• [DATA]:
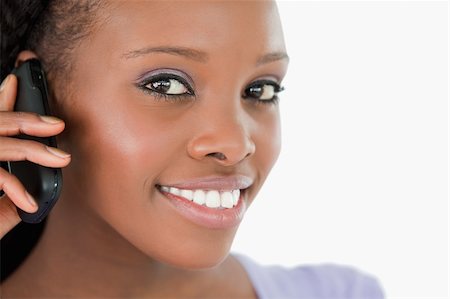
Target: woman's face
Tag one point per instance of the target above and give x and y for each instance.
(174, 94)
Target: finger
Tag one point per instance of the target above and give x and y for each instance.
(16, 192)
(15, 123)
(8, 92)
(9, 217)
(14, 149)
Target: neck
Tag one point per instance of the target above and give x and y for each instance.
(82, 255)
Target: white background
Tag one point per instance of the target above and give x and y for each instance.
(362, 179)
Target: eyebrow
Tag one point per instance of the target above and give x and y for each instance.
(197, 55)
(271, 57)
(178, 51)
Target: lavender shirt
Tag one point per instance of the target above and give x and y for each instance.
(326, 281)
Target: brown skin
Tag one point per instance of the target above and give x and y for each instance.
(112, 233)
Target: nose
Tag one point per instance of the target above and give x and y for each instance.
(223, 138)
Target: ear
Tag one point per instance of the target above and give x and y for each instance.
(24, 56)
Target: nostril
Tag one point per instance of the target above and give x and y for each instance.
(218, 156)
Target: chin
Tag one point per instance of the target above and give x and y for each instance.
(195, 255)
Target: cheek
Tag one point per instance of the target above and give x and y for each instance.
(268, 142)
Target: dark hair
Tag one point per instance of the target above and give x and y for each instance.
(52, 29)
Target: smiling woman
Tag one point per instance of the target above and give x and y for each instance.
(171, 120)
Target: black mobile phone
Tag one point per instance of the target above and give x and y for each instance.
(43, 183)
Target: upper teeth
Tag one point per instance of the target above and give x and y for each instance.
(209, 198)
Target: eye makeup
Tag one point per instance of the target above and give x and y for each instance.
(167, 84)
(175, 85)
(263, 91)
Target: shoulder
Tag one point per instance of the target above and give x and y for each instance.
(326, 281)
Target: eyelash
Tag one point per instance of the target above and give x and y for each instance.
(190, 92)
(163, 96)
(277, 89)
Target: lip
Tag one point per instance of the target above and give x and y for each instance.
(202, 215)
(214, 183)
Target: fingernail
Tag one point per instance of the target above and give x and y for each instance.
(50, 119)
(30, 199)
(4, 83)
(57, 152)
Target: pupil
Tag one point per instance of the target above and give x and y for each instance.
(256, 91)
(161, 86)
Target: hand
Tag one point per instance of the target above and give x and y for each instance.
(14, 149)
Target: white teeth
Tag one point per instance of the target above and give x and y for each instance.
(209, 198)
(226, 200)
(174, 191)
(188, 194)
(199, 197)
(236, 195)
(213, 199)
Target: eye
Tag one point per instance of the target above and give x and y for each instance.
(169, 85)
(166, 85)
(263, 91)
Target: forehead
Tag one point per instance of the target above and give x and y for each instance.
(216, 27)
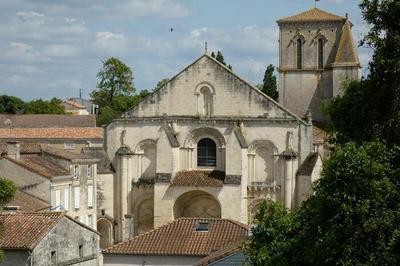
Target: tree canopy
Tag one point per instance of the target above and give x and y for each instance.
(7, 192)
(44, 107)
(352, 217)
(269, 86)
(220, 58)
(115, 90)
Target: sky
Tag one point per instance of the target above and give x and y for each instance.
(53, 48)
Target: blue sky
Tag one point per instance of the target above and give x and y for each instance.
(51, 48)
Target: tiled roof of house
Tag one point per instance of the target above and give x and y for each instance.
(180, 237)
(220, 254)
(25, 230)
(73, 105)
(69, 133)
(46, 121)
(199, 178)
(35, 163)
(312, 15)
(66, 155)
(104, 166)
(28, 203)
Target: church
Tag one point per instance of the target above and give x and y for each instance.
(209, 144)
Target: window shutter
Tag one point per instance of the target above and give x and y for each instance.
(77, 197)
(66, 199)
(58, 200)
(90, 196)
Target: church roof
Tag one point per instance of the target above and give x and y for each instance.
(312, 15)
(347, 53)
(184, 237)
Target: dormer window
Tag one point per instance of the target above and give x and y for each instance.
(299, 54)
(203, 227)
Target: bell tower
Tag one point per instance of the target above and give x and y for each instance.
(316, 54)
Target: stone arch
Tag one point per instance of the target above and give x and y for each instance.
(146, 152)
(144, 214)
(205, 99)
(263, 163)
(195, 136)
(198, 204)
(253, 209)
(106, 230)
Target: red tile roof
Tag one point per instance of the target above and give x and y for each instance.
(35, 163)
(25, 230)
(199, 178)
(28, 203)
(46, 121)
(181, 238)
(312, 15)
(52, 133)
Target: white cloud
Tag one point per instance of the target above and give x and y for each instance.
(22, 52)
(110, 42)
(61, 50)
(154, 8)
(239, 40)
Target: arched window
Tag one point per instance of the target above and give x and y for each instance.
(206, 153)
(320, 53)
(299, 54)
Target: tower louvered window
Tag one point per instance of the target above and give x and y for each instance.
(299, 54)
(206, 153)
(320, 53)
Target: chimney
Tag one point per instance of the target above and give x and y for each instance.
(13, 150)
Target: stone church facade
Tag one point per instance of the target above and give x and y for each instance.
(209, 144)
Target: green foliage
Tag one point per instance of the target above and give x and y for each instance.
(116, 79)
(271, 235)
(269, 86)
(7, 192)
(220, 58)
(352, 218)
(11, 105)
(45, 107)
(115, 90)
(161, 83)
(375, 112)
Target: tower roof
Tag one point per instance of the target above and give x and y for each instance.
(311, 15)
(347, 53)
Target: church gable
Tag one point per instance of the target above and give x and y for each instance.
(206, 88)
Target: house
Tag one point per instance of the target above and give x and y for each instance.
(25, 202)
(65, 179)
(51, 238)
(68, 132)
(74, 108)
(184, 241)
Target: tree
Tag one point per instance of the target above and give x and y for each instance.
(7, 192)
(220, 58)
(269, 83)
(115, 90)
(116, 79)
(11, 105)
(372, 105)
(161, 83)
(352, 218)
(45, 107)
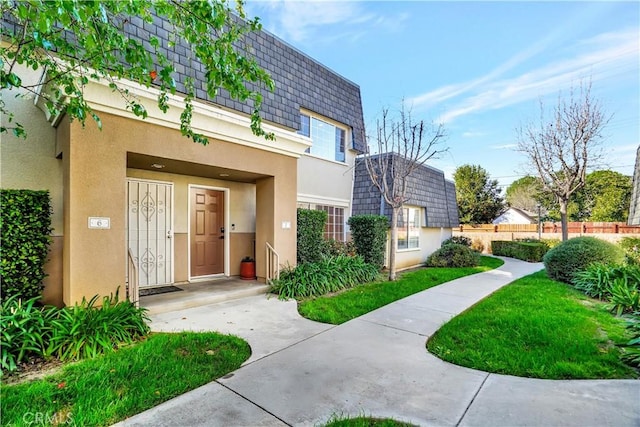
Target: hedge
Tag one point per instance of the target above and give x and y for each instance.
(25, 227)
(526, 251)
(369, 233)
(574, 255)
(310, 235)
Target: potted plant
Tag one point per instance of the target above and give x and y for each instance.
(247, 268)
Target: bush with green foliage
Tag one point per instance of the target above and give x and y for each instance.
(458, 240)
(25, 330)
(369, 233)
(551, 243)
(331, 274)
(631, 248)
(83, 330)
(70, 333)
(477, 245)
(453, 255)
(334, 247)
(597, 279)
(526, 251)
(632, 349)
(574, 255)
(625, 296)
(25, 226)
(310, 235)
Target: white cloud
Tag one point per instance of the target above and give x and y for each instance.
(609, 60)
(471, 134)
(321, 20)
(504, 147)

• [PROBLEM]: Reproduce the material word for word. Any pictures should be left out of the copy.

• [EXPECTED ANSWER]:
Target: woman's face
Tag one point per instance of the target above and give x and y for each instance.
(174, 94)
Target: finger
Tag one point per instance of the target above and give x and y for each instance.
(16, 192)
(15, 123)
(8, 92)
(9, 217)
(14, 149)
Target: neck
Tag one point per instance of the target above and give x and y for each instance.
(82, 255)
Target: white background
Tag one point per instance of the target above and give x and y for each instance.
(362, 179)
Target: eyebrow
Tag one point per instance of the target above and give x and y for each instance.
(197, 55)
(271, 57)
(178, 51)
Target: lavender shirt
Tag one point per instance of the target above and give x and y for each instance.
(326, 281)
Target: brown skin
Tag one point per instance of the target above and give x and y for each instance.
(112, 233)
Target: nose
Tag one point per instance of the target above and give x and y for each instance.
(223, 138)
Target: ear
Tag one point per instance of the target above and give x and y for each instance.
(24, 56)
Target: nostril
Tag one point per instance of the target above and give x and y for each instance.
(218, 156)
Target: chin
Tag one point per instance of the target above and give x and y for each instance.
(195, 255)
Target: cheek
Tag one point per instance of the target above and give x and y for each instance.
(268, 142)
Target: dark hair
Tag one point per instance of the target above and give x and y for each instance.
(52, 29)
Target: smiling woman
Tag one point per instance of the target above and give x and y for each instance.
(171, 120)
Target: black mobile phone
Tag one point per instance of the target above and give x and y for each instance.
(43, 183)
Target: upper teeth
Tag one point per instance of the target above and give x and y for each instance.
(209, 198)
Target: eye makeup
Tag one point per instance of the target above and give x and y for each instance.
(167, 84)
(175, 85)
(263, 91)
Target: shoulder
Tag one point per instance of the target above and give x and y for each instance.
(326, 281)
Target: eyelash
Tag one point per instance of the target above and give x and y for each instance.
(190, 92)
(163, 96)
(277, 89)
Target: lip
Tag one point per instance of the target above and give x and y for each instance.
(202, 215)
(214, 183)
Target: fingernail
Tag one point per instance of the target above and give x and y for each instance.
(50, 119)
(30, 199)
(4, 83)
(57, 152)
Target: pupil
Tag one point per instance of the target above and give x and y for each instance.
(256, 91)
(161, 86)
Target: hand
Tag one point per instance of the target above and give x and y for each instance.
(14, 149)
Target: white teeth
Tag one point per instance of the target above and give x and y for each instance.
(209, 198)
(226, 200)
(174, 191)
(188, 194)
(199, 197)
(236, 195)
(213, 199)
Target: eye
Tag one point per instance of the target above and give x and y for each instance.
(169, 85)
(166, 85)
(263, 91)
Target: forehead
Tag one point per instance of the target above and give x and y for each instance.
(216, 27)
Target: tree canopy
Tag one point per instance of the target above and give x and y for each instance.
(7, 192)
(44, 107)
(352, 217)
(269, 86)
(220, 58)
(115, 90)
Target: sky
Tag one point per instance of the target above and give x and y for each instance.
(53, 48)
Target: blue sky
Tag one point per instance of the target above and give x and y for each instance.
(51, 48)
Target: tiled roof of house
Tag one point per instance of the target above and give x and y for each instance.
(180, 237)
(220, 254)
(25, 230)
(73, 105)
(69, 133)
(46, 121)
(199, 178)
(35, 163)
(312, 15)
(66, 155)
(104, 166)
(28, 203)
Target: church
Tag one point per instance of the target above and give x and y for each instance.
(209, 144)
Target: window shutter
Tag one point per instance of the target above and give x and y for each instance.
(77, 197)
(66, 199)
(58, 200)
(90, 196)
Target: church roof
Tag one point per instance of the target above and give x and y for each instance.
(312, 15)
(347, 53)
(184, 237)
Target: dormer window
Tag one point per instance of the target above and give x and y for each instance.
(299, 54)
(203, 227)
Target: bell tower
Tag one point per instance of the target above and give x and y for each instance.
(316, 54)
Target: stone arch
Tag one point per instance of the target above and give x and y for each instance.
(146, 152)
(144, 214)
(205, 99)
(263, 163)
(195, 136)
(198, 204)
(253, 209)
(106, 230)
Target: red tile roof
Tag one point per instance of the target above and give x and y for each instance.
(35, 163)
(25, 230)
(199, 178)
(28, 203)
(46, 121)
(181, 238)
(312, 15)
(52, 133)
Target: white cloud
Tag one point per instance of the target above and give x and y for each instance.
(22, 52)
(110, 42)
(61, 50)
(154, 8)
(239, 40)
Target: arched window
Tag one point per instance of the target above and give x and y for each instance.
(206, 153)
(320, 53)
(299, 54)
Target: tower louvered window
Tag one point per instance of the target above and give x and y for each instance.
(299, 54)
(206, 153)
(320, 53)
Target: chimney
Tag one point per instance of the target above and give x and y for each instance.
(13, 150)
Target: stone church facade
Tag one point per instance of the target above and give x and y for each instance.
(209, 144)
Target: green foliage
Tag one point per instance of the target above and give x and y for each instance.
(116, 79)
(271, 235)
(269, 86)
(7, 192)
(220, 58)
(352, 218)
(11, 105)
(45, 107)
(115, 90)
(161, 83)
(375, 112)
Target: tower roof
Tag one point per instance of the target above and give x and y for each instance.
(311, 15)
(347, 53)
Target: church gable
Tag one point per instance of the target above and give x and y for each instance.
(206, 88)
Target: house
Tag one point per instance of the target above and give x and y for each instance.
(25, 202)
(65, 179)
(51, 238)
(68, 132)
(74, 108)
(184, 241)
Target: tree
Tag one point per instance of the target above and give x and y for each instance.
(7, 192)
(220, 58)
(269, 83)
(115, 90)
(116, 79)
(11, 105)
(372, 105)
(161, 83)
(352, 218)
(45, 107)
Target: hedge
Tag one point per instance of the target above and give x and y for each instance.
(25, 227)
(526, 251)
(369, 233)
(574, 255)
(310, 235)
Target: potted plant
Tag one point per instance of the target above and give x and y for each instance.
(247, 268)
Target: bush with green foliage
Tag one point per instance of the target above and give x and y for each instance.
(458, 240)
(25, 330)
(369, 233)
(551, 243)
(331, 274)
(631, 248)
(83, 330)
(70, 333)
(477, 245)
(453, 255)
(334, 247)
(597, 279)
(526, 251)
(632, 349)
(574, 255)
(625, 296)
(25, 226)
(310, 235)
Target: white cloud
Tag one point per instance of the target above and give x and y for each instance.
(609, 60)
(471, 134)
(321, 20)
(504, 147)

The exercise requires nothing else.